Im Parisien vom Dienstag kommen Angehörige der Elterngeneration zu Wort, wie etwa die junge Mutter Sadio:

Ich sage nein zu den Unruhen, die mit Angst machen, aber ich verstehe die Unzufriedenheit. Während es draußen abgeht, bleibe ich in meinen vier Wänden: Man weiß nicht, ob man nicht einen Stein an den Kopf bekommt. Aber gleichzeitig verstehe ich die Gründe für die Revolte.

Oder Nathalie, die bereits seit 30 Jahren in Clichy lebt:

Wir haben die Schnauze voll, wir haben Angst um unsere Kinder, um unser Auto. (...) Die Jugendlichen werden ständig (durch die Polizei) schikaniert, ich verstehe, dass ihr Geduldsfaden gerissen ist.

Auslöser der Unruhen: Zwei nicht genau geklärte Todesfälle und die Rolle der Polizei

Den Stein ins Rolle brachte ein tragisches Ereignis, bei dem am vorigen Donnerstag zwei Jugendliche getötet und ein junger Erwachsener schwer verletzt wurden und dessen genaue Ursachen bisher noch nicht geklärt sind. Bouna, 15 Jahre alt, Zyed (17) und der 21jährige Metin – drei junge Franzosen, deren Familien aus Mali, aus dem Maghreb und aus der Türkei kamen - hatten sich, allem Anschein nach im Zuge einer Flucht, in einem Umspannhäuschen des Stromversorgungsunternehmens EDF (Electricité de France) versteckt. Dafür mussten sie eine drei Meter hohe Mauer, über der vier Rollen Stacheldraht liegen, überwinden. Das war an jenem Tag gegen 17.30 Uhr. Um 18.12 Uhr wurde in Clichy-sous-Bois und den Nachbarquartieren der umliegenden Trabantenstädte ein Stromausfall verzeichnet. Zu diesem Zeitpunkt starben Bouna und Zyed. Der dritte Beteiligte – Metin - konnte sich nach Hause schleppen, wurde aber kurz darauf mit schweren Verbrennungen ins Krankenhaus eingeliefert.

Die entscheidende Frage lautet, wie es dazu kommen konnte, dass die drei jungen Leute sich in dem Trafohäuschen zu verstecken versuchten. Fest steht bisher nur, dass sie dabei waren, vor der Polizei zu fliehen. Ansonsten gibt es bisher drei unterschiedliche Visionen vom Hergang des Ereignisses, die in ihren Implikationen unterschiedlicher kaum sein könnten.

Die erste Version, die sich die Regierung zunächst zu eigen machte, die aber anscheinend inzwischen von niemandem mehr aufrecht erhalten wird, lautete:

Anlässlich eines Einbruchsversuchs ist, als die Polizei dazu kam, eine bestimmte Anzahl von Jugendlichen davon gelaufen. Drei unter ihnen, die nicht konkret durch die Polizei verfolgt wurden, versteckten sich, indem sie eine drei Meter hohe Mauer überkletterten, hinter der sich eine Umspannstation befindet.

• • • • •

[SCHRIFTLICHE AUFGABEN]:
a - Prüfe anhand des Auszugs über die Unruhen in Clichy-sous-Bois, ob die folgenden Aussagen zutreffen: (i) Nathalie wohnt seit 30 Jahren in Clichy. (ii) Metin kam bei dem Ereignis ums Leben. (iii) Die Jugendlichen überwanden eine zwei Meter hohe Mauer. Beantworte jede Aussage mit Ja oder Nein und zitiere die entscheidenden Worte wörtlich.
b - Schreibe aus dem Auszug über die Unruhen in Clichy-sous-Bois die Stelle ab, die mit den Worten „Anlässlich eines Einbruchsversuchs“ beginnt, und hör nach „eine Umspannstation befindet.“ auf.
Die Auflistung steht in keinem Zusammenhang mit dem Auszug über die Unruhen in Clichy-sous-Bois.

[BEREITGESTELLTE DATEN]:
• • • • •

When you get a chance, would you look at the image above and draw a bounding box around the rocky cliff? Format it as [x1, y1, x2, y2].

• • • • •

[ANTWORTEN]:
a -
(i) Ja: „die bereits seit 30 Jahren in Clichy lebt“
(ii) Nein: „Der dritte Beteiligte – Metin - konnte sich nach Hause schleppen“
(iii) Nein: „eine drei Meter hohe Mauer“

b -
Anlässlich eines Einbruchsversuchs ist, als die Polizei dazu kam, eine bestimmte Anzahl von Jugendlichen davon gelaufen. Drei unter ihnen, die nicht konkret durch die Polizei verfolgt wurden, versteckten sich, indem sie eine drei Meter hohe Mauer überkletterten, hinter der sich eine Umspannstation befindet.